┌──
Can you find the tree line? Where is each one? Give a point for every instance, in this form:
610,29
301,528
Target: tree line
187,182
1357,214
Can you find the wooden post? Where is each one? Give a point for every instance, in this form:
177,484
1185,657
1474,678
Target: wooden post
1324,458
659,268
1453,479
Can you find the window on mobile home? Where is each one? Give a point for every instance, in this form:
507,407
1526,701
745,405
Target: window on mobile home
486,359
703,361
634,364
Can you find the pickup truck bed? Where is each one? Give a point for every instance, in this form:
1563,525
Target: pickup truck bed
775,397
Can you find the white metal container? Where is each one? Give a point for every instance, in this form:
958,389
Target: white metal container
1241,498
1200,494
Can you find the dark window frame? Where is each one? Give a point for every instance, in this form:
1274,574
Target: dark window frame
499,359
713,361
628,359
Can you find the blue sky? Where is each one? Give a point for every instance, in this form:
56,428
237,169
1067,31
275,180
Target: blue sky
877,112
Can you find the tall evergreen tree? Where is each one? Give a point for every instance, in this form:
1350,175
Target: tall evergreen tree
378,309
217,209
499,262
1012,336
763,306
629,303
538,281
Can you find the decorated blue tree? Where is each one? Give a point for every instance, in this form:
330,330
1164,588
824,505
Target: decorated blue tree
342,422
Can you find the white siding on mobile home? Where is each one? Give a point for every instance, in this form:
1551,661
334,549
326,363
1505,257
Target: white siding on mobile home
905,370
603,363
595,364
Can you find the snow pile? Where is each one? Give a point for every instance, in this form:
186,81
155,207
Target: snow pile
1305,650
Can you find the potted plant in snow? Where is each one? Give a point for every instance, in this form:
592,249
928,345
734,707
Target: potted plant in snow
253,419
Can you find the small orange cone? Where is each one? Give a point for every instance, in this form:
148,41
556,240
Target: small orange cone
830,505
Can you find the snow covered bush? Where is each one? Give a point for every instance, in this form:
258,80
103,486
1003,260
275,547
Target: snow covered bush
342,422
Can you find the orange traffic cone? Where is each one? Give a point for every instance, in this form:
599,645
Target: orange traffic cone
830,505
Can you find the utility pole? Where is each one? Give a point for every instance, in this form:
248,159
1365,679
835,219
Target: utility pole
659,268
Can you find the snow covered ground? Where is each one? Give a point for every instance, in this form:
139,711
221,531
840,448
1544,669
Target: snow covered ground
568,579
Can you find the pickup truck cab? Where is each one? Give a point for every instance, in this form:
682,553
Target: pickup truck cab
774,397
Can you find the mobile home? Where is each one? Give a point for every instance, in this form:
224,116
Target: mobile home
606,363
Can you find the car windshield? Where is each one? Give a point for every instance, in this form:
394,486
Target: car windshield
└──
**TASK INSTRUCTIONS:** Transcribe the listing in full, keeping every line exact.

**TASK SOLUTION:**
Can you find the tree line? Where is each one? Give a point for every instance, in this form:
610,29
301,528
Target: tree line
187,182
1357,214
Can you find the wooden post? Where is each one? Give a point for every instance, in this form:
177,484
1185,657
1474,678
Target: wooden post
1324,458
659,268
1453,479
Can you find the window on mobile home? Where is each one? Give a point for every instance, in this form:
507,407
1526,701
745,405
Target: window on mobile home
486,359
703,361
634,364
Can you find the pickup truck bed? Where is each one? Give a point for every instance, in this form:
1563,525
Target: pickup truck bed
775,397
Can you find the white metal container? Where is each one? Give a point for every instance, in this form:
958,389
Target: white metal container
1241,498
1200,494
Can you find the dark window frame? Where is each one? Give a point for every instance, in this form:
1274,574
Target: dark window frame
499,359
713,361
628,359
Can you find the blue sky? Where is each one? Give a point for every instance, in this form:
56,428
237,169
1067,31
275,180
Target: blue sky
877,112
Can you find the tall evergreen tree? Where is each one? Give a point for every instance, in this form:
1350,175
Target: tall evergreen tree
378,309
217,209
499,262
1012,336
763,306
629,303
538,281
Can you find the decorated blue tree? Where is each one? Give a point for every instance, in this form:
330,330
1164,588
824,505
Target: decorated blue tree
342,422
Can you find the white siding on mobile home? Where is each one? Give a point for every instance, in this form:
1551,661
334,549
326,363
1505,257
Target: white siding on mobile home
905,370
603,363
595,364
Can you find the snow pile? Where is each one? Give a point for every instance, in this form:
186,81
155,207
Target: snow pile
1305,650
Can you find the potted plant in snow? Where is each one? Give a point for every instance, in this form:
592,249
928,345
734,707
Target: potted plant in snow
253,419
Can you find the small orange cone? Where is each one? Give a point for every instance, in this form:
148,41
556,240
Target: small orange cone
830,505
Can you find the snow covered bush? Where is each one? Give a point for every instance, in this form:
258,80
103,486
1003,260
275,547
Target: snow covered bush
342,422
Can you find the orange traffic cone? Where is each one? Give a point for every instance, in this form:
599,645
Target: orange traffic cone
830,505
Can you find the utility pole? Where is each one? Give a point for every instance, in this form:
248,159
1365,679
835,219
Target: utility pole
659,268
Can you find the snow covered ground? Where is each one? Give a point for every instance, in this form:
139,711
221,531
840,448
1544,669
Target: snow covered ground
568,579
Can you find the pickup truck cab? Where is each one? Give a point for every instance, in this form:
682,553
Target: pickup truck cab
774,397
Can you find the mobile home? Where is each one? Give a point for every instance, in this form:
224,116
Target: mobile home
606,363
Can you find the car windshield? Where is each one? Give a point for every instance, in this form:
394,486
Target: car windshield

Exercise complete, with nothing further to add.